Records drawn from a dataset:

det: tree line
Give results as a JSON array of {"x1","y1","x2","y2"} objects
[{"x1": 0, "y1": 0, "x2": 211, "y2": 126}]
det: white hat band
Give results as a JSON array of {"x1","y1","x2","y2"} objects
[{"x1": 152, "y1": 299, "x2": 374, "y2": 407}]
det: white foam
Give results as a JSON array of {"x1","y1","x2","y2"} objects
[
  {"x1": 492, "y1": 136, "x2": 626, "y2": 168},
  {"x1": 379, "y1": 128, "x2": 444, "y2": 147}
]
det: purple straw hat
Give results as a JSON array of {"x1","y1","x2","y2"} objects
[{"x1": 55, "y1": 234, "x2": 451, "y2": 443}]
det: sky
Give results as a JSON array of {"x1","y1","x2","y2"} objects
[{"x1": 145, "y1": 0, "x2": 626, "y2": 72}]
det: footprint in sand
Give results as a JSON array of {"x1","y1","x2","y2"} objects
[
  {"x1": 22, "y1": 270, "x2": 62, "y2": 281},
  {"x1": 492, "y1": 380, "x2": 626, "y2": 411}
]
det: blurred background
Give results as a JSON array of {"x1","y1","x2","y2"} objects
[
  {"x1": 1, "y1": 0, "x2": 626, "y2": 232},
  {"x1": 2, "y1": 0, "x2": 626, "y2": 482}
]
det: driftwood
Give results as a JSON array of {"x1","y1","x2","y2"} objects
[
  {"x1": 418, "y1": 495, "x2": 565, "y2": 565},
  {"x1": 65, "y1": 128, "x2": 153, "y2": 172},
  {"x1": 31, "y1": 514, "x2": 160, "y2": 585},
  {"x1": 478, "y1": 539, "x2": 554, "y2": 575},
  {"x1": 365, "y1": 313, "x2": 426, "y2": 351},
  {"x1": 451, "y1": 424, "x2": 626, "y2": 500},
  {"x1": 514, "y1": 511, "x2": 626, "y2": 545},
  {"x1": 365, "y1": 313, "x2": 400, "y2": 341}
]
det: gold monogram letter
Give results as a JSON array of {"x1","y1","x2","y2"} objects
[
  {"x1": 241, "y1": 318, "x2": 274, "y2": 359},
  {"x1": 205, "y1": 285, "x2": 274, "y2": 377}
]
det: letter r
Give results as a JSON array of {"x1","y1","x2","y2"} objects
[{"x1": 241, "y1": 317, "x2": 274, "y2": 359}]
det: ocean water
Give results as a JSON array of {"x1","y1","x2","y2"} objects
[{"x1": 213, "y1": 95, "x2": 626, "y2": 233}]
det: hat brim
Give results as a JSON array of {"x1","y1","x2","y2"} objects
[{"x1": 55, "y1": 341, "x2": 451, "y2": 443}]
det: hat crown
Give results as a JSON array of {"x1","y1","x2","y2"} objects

**THE TASK:** Your response must consist of every line above, reproduced exactly.

**EXERCISE SOLUTION:**
det: tree line
Give results as a JSON array of {"x1","y1","x2","y2"} objects
[{"x1": 0, "y1": 0, "x2": 211, "y2": 126}]
det: white hat band
Give results as a JSON array of {"x1","y1","x2","y2"} objects
[{"x1": 152, "y1": 299, "x2": 374, "y2": 407}]
det: white foam
Give results as a JSON array of {"x1","y1","x2","y2"} objects
[
  {"x1": 492, "y1": 136, "x2": 626, "y2": 168},
  {"x1": 379, "y1": 128, "x2": 444, "y2": 147}
]
det: purple straw hat
Give results as a JSON array of {"x1","y1","x2","y2"} objects
[{"x1": 55, "y1": 234, "x2": 451, "y2": 443}]
det: sky
Give results as a JSON array of {"x1","y1","x2","y2"} objects
[{"x1": 145, "y1": 0, "x2": 626, "y2": 72}]
det: footprint in sand
Give results as a JSON array of {"x1","y1","x2","y2"} objects
[
  {"x1": 22, "y1": 270, "x2": 62, "y2": 281},
  {"x1": 492, "y1": 380, "x2": 626, "y2": 411}
]
det: blurred background
Give results as a JSON array of {"x1","y1","x2","y2"} objects
[
  {"x1": 1, "y1": 0, "x2": 626, "y2": 232},
  {"x1": 2, "y1": 0, "x2": 626, "y2": 482}
]
det: driftwood
Give results as a JSON array of {"x1","y1","x2","y2"} objects
[
  {"x1": 418, "y1": 495, "x2": 565, "y2": 565},
  {"x1": 65, "y1": 128, "x2": 153, "y2": 172},
  {"x1": 31, "y1": 514, "x2": 160, "y2": 585},
  {"x1": 478, "y1": 539, "x2": 554, "y2": 575},
  {"x1": 365, "y1": 313, "x2": 426, "y2": 351},
  {"x1": 451, "y1": 424, "x2": 626, "y2": 500},
  {"x1": 514, "y1": 511, "x2": 626, "y2": 545},
  {"x1": 365, "y1": 313, "x2": 400, "y2": 341}
]
det: gold monogram letter
Give results as a JSON array of {"x1","y1","x2","y2"} objects
[
  {"x1": 241, "y1": 318, "x2": 274, "y2": 359},
  {"x1": 205, "y1": 285, "x2": 274, "y2": 377}
]
det: letter r
Give results as a JSON array of {"x1","y1","x2","y2"} objects
[{"x1": 241, "y1": 317, "x2": 274, "y2": 359}]
det: ocean water
Give results as a JSON array of {"x1","y1","x2","y2"} objects
[{"x1": 213, "y1": 95, "x2": 626, "y2": 233}]
det: hat brim
Give results as a JSON array of {"x1","y1","x2","y2"} objects
[{"x1": 55, "y1": 341, "x2": 451, "y2": 443}]
det: hat crown
Give results as a JSON array of {"x1","y1","x2","y2"} objects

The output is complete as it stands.